[Start Dataset records]

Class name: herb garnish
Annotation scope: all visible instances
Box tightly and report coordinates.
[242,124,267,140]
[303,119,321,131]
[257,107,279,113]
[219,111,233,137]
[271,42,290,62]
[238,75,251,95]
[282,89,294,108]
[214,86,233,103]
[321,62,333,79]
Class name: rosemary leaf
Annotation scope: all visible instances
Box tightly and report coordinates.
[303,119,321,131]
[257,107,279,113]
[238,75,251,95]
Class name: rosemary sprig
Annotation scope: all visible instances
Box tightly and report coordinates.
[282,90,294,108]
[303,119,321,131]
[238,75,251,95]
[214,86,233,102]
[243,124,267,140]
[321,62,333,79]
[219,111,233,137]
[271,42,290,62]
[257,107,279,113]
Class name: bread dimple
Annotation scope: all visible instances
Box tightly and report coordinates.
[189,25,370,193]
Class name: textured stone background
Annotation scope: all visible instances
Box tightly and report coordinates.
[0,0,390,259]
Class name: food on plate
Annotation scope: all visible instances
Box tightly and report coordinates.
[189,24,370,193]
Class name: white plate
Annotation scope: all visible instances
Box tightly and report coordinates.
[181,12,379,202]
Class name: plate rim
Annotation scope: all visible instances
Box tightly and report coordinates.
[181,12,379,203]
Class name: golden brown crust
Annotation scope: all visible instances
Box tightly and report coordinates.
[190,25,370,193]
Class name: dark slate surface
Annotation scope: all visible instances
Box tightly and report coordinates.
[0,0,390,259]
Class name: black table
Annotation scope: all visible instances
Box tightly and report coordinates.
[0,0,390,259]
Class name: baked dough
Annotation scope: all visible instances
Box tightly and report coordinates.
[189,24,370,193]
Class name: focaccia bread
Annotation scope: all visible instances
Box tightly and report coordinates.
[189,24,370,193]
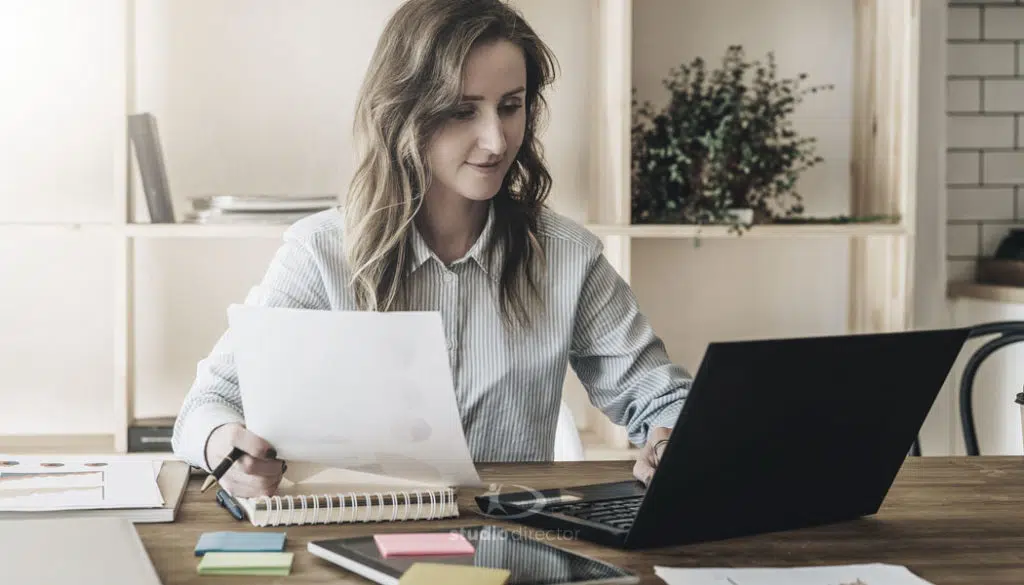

[End Dataset records]

Copy out every line of the listing above without changing anything, and leave out the picture.

Class name: herb garnish
Annotation scope: all visible instances
Box tightly and report coordinates.
[242,124,267,140]
[303,119,321,131]
[257,107,279,113]
[219,111,233,137]
[271,42,290,62]
[238,75,251,95]
[282,89,294,108]
[214,86,233,103]
[321,62,333,79]
Class name: rosemary leaf
Annotation scope: all visible instances
Box tightly and report coordinates.
[303,119,321,131]
[257,107,279,113]
[238,75,251,95]
Class name: rosemary sprig
Annotation scope: all visible instances
Box tightly and report coordinates.
[282,90,294,108]
[303,119,321,131]
[238,75,251,95]
[214,86,233,102]
[243,124,267,140]
[321,62,333,79]
[219,111,233,137]
[271,42,290,62]
[257,107,279,113]
Class name: bread dimple
Annotation scope: all visible instances
Box tightly and report coordinates.
[189,25,370,193]
Class name: textured stone background
Annotation scope: all visible instances
Box tightly and report coordinates.
[0,0,390,259]
Class name: food on plate
Annotation scope: all visible instances
Box tightly and report coordinates.
[189,24,370,193]
Class name: white plate
Annotation scope: all visible instances
Box tightly and report coordinates.
[181,12,379,202]
Class name: plate rim
Annotation scope: all visible instances
Box tightly and report coordinates.
[181,12,379,203]
Class name: golden brown crust
Annotation scope: all visible instances
Box tightly and report coordinates.
[190,25,370,193]
Class name: dark slate surface
Annotation scope: all visible instances
Box tightly and report coordinates.
[0,0,390,259]
Class name: black table
Annotation scope: all visible instances
Box tightly and report coordinates.
[0,0,390,259]
Class name: baked dough
Annotation scope: all visible instances
Box tightly and report coordinates.
[189,24,370,193]
Class name: focaccia bread
Annotation scope: all visible instances
Box tightly and report coordinates.
[189,24,370,193]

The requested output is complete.